- **List of tasks**
**a.** In the passage on Dr. Fischer-Baum's project, list the four things he says helped him get past the difficulty of choosing how to solve a research problem.
**b.** Rewrite the paragraph of the passage on Dr. Fischer-Baum's project that begins "While Dr. Fischer-Baum has made substantial progress" as a brief bulleted list of its main facts.

- **Exercise text**

★ ★ ★ ★

While Dr. Fischer-Baum has made substantial progress in this project, the research has not been without challenges. The project began in 2013 and took three years to complete, which is a long time for Dr. Fischer-Baum’s field of study. Due to this, none of the co-authors from Rice University know each other despite all working on the project at some point in time with another. Because of the amount of time spent on the project, many of the students rotated in and out while working on various parts; the students never worked on the project at the same time as their peers. In addition, the project’s  interdisciplinary approach required the input of  many collaborators with different abilities. All of the Rice undergraduate students that worked on the project were from different majors although most were from the Cognitive Sciences Department and the Statistics Department. At times, this led to miscommunication between the different students and researchers on the project. Since the students came from different backgrounds, they had different approaches to solving problems. This led to the students at times not being harmonious during many aspects of the project.  

Another major setback occurred in bringing ideas to fruition. “You realize quickly when you begin a project that there are a million different ways to solve the problem that you are researching, and trying to decide which is the right or best way can sometimes be difficult,” Dr. Fischer-Baum said. As a result of this, there have been a lot of false starts, and it has taken a long time in order to get work off the ground. How did Dr. Fischer-Baum get past this problem? “Time, thinking, discussion, and brute force,” he chuckled. “You realize relatively quickly that you need to grind it out and put in effort in order to get the job done.”

★ ★ ★ ★

- **Stored data**
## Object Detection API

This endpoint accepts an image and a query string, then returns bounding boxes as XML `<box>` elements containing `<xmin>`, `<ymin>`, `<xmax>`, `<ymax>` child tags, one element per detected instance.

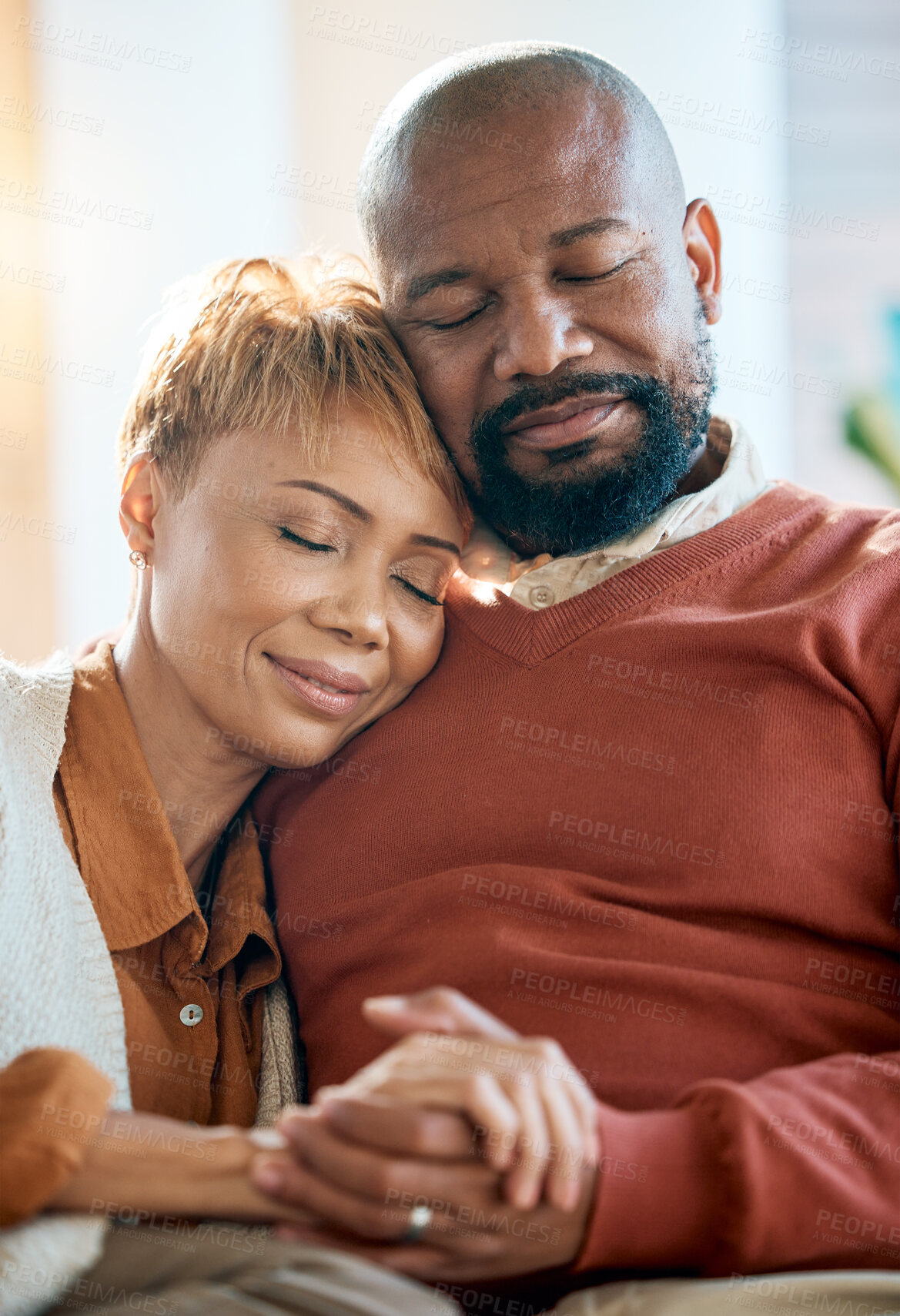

★ ★ ★ ★

- **Results for the exercise**
**a.**
- Time
- Thinking
- Discussion
- Brute force

**b.**
- The project began in 2013 and took three years to complete, a long time for Dr. Fischer-Baum's field.
- Students rotated in and out over that time and never worked on it alongside their peers, so none of the Rice co-authors know each other.
- The interdisciplinary approach required many collaborators with different abilities.
- The Rice undergraduates all came from different majors, most from the Cognitive Sciences and Statistics departments.
- Their different backgrounds and approaches to problems sometimes caused miscommunication and a lack of harmony.